Put the lines below into a numbered list, from the line containing "Task: identify the airport" through the end, leaving out any blank lines.

+++ Records for the task +++

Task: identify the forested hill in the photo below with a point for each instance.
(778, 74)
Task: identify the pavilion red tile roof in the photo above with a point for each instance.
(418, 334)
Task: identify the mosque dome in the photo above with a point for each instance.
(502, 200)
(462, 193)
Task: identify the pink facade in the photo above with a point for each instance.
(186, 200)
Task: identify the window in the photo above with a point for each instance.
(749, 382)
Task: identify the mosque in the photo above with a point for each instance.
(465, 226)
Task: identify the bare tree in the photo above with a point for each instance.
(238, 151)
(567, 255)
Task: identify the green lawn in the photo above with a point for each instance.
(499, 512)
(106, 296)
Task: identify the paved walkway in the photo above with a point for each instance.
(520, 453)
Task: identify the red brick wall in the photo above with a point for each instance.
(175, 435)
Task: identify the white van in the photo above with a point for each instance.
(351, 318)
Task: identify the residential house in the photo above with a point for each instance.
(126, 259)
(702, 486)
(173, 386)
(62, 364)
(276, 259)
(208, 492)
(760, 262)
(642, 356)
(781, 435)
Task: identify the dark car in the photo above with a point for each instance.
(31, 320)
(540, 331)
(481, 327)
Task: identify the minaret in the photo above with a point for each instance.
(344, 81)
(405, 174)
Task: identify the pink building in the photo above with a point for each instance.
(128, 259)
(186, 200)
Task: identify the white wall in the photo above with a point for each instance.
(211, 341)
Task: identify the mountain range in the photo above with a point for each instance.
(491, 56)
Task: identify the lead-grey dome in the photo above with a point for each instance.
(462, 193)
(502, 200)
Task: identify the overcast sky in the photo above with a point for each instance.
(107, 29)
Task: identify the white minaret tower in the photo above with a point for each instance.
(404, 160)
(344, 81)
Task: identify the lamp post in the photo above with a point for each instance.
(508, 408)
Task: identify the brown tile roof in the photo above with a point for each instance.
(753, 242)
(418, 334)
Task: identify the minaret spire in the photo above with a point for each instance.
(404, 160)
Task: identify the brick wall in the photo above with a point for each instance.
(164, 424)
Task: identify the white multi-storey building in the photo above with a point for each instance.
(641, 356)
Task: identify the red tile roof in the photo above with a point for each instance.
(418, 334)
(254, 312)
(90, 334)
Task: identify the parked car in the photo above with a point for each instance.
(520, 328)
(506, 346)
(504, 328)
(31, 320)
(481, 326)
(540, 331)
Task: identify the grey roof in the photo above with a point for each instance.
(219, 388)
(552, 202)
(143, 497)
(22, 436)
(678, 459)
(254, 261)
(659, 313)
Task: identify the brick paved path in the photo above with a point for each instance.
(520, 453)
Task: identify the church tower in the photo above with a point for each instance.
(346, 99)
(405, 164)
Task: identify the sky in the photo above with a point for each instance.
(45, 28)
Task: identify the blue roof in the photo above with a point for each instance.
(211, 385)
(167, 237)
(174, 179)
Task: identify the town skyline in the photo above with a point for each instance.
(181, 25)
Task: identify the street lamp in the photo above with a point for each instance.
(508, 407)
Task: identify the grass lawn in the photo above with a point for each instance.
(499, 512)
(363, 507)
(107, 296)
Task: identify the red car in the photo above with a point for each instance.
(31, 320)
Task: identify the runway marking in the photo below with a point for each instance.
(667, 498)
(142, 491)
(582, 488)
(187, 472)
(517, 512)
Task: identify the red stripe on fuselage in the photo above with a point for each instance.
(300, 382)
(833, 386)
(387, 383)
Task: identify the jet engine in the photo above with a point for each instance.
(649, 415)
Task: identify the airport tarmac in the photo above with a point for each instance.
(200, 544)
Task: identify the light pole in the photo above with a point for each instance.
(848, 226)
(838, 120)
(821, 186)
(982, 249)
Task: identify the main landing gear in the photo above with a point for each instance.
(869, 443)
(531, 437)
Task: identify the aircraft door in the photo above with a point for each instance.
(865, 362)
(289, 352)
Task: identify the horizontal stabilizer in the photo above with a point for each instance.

+++

▶ _The output_:
1. Task: identify the airport tarmac in the photo above with a point for each instance.
2. (200, 544)
3. Task: identify the light pole in the photo above with a point for each instance.
4. (848, 226)
5. (838, 120)
6. (821, 186)
7. (982, 249)
8. Task: identify the main landing gear in the photo above with a point for each instance.
9. (869, 443)
10. (531, 437)
11. Task: identify the aircraft door in the photo above with a point for each instance.
12. (865, 362)
13. (289, 352)
14. Task: identify the horizontal stabilizer in the photo above with a point for each instance.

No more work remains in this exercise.